> WHAT YOU NEED TO DO
Retype, character for character, the lines below from the one containing "Would you mind pointing at the metal" through the one containing "column 136, row 54", including both of those lines.
* start *
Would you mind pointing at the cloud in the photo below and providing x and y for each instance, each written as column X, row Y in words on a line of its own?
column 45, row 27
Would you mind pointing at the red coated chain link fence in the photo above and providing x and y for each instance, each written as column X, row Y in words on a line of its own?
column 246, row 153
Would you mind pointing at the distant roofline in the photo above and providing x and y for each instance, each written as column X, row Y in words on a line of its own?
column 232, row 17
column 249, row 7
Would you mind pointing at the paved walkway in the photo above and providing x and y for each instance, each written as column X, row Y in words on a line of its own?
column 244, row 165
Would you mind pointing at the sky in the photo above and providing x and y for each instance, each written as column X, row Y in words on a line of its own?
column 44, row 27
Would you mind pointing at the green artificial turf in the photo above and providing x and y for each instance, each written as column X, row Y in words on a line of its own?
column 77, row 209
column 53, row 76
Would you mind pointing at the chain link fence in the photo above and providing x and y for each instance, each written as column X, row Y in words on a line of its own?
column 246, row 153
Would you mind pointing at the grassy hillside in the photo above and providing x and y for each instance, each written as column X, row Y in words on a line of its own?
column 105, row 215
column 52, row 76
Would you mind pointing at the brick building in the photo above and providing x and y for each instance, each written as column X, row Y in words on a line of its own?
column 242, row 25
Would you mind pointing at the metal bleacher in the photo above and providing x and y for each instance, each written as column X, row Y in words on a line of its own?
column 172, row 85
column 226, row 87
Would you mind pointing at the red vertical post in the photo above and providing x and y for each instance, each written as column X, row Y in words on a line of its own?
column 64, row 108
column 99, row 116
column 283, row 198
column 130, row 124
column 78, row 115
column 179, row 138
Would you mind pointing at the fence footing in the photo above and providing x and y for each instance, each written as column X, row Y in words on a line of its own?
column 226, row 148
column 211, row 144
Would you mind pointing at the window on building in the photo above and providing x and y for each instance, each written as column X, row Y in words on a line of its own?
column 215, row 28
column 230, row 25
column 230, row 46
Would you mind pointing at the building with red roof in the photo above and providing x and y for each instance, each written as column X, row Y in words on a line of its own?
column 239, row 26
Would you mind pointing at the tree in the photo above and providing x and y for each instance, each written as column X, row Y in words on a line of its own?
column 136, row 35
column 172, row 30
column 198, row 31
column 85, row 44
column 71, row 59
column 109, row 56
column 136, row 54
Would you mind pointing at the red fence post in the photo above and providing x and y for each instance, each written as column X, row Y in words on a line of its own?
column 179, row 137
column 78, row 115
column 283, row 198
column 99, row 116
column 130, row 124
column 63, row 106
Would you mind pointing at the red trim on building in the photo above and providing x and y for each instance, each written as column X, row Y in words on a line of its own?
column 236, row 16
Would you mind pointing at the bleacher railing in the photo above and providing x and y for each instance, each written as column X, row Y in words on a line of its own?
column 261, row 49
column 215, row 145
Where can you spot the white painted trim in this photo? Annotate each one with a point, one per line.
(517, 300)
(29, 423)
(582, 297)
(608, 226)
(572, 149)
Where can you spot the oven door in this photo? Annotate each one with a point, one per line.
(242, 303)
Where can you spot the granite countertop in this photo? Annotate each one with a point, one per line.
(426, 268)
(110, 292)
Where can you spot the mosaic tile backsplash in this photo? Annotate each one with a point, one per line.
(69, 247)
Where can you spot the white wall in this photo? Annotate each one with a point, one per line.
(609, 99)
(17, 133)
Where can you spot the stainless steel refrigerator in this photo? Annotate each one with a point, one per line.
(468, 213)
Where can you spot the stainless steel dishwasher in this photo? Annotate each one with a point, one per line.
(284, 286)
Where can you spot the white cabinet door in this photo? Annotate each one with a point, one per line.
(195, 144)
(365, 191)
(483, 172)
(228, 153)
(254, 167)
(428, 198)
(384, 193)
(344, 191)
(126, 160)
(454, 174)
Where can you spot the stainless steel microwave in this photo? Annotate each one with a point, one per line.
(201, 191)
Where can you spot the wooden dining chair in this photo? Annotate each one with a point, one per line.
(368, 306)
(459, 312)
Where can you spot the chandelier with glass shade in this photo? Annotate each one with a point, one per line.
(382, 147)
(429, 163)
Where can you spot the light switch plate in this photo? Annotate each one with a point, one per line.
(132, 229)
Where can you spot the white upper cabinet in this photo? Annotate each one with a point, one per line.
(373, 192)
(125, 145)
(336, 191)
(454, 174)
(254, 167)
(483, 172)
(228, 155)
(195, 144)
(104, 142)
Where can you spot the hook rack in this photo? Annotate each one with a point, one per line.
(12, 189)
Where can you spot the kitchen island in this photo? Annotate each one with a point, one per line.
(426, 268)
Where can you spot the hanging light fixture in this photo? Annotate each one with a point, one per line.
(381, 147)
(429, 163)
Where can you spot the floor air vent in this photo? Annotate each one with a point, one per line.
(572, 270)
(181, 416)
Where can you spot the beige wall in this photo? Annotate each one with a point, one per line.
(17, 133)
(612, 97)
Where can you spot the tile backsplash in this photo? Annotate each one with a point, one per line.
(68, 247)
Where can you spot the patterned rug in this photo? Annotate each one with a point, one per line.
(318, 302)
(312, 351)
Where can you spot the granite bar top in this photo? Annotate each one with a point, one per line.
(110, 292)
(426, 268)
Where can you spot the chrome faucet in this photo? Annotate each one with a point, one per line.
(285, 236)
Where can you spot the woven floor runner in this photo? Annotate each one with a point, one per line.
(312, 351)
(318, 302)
* end *
> OUTPUT BELOW
Would you mind pointing at the metal bleacher in the photo above and providing x and y for each instance, each written as column X, row Y in words on a line of its own?
column 172, row 85
column 226, row 87
Would you mind pointing at the red vertical post in the photo above and providing x and y for each instance, each written as column X, row Y in words on a line of its own?
column 64, row 108
column 99, row 116
column 283, row 198
column 130, row 124
column 78, row 115
column 179, row 138
Would you mind pointing at the fence footing in the photo above and providing x and y for each instance, each written as column X, row Y in words on a line of its own?
column 226, row 148
column 211, row 144
Would you mind pointing at the window on building in the photo above and providing x and y for each instance, each written as column X, row Y in words on a line of its own?
column 215, row 28
column 230, row 25
column 230, row 46
Would you mind pointing at the building with red roof in the photo above and providing x and y for each instance, each written as column X, row Y in words on a line of its own?
column 239, row 26
Would you mind pointing at the tree in the photo above and providing x and y for each instance, each written as column X, row Y in words on a line of its own?
column 136, row 35
column 172, row 30
column 198, row 31
column 85, row 44
column 71, row 59
column 109, row 56
column 136, row 54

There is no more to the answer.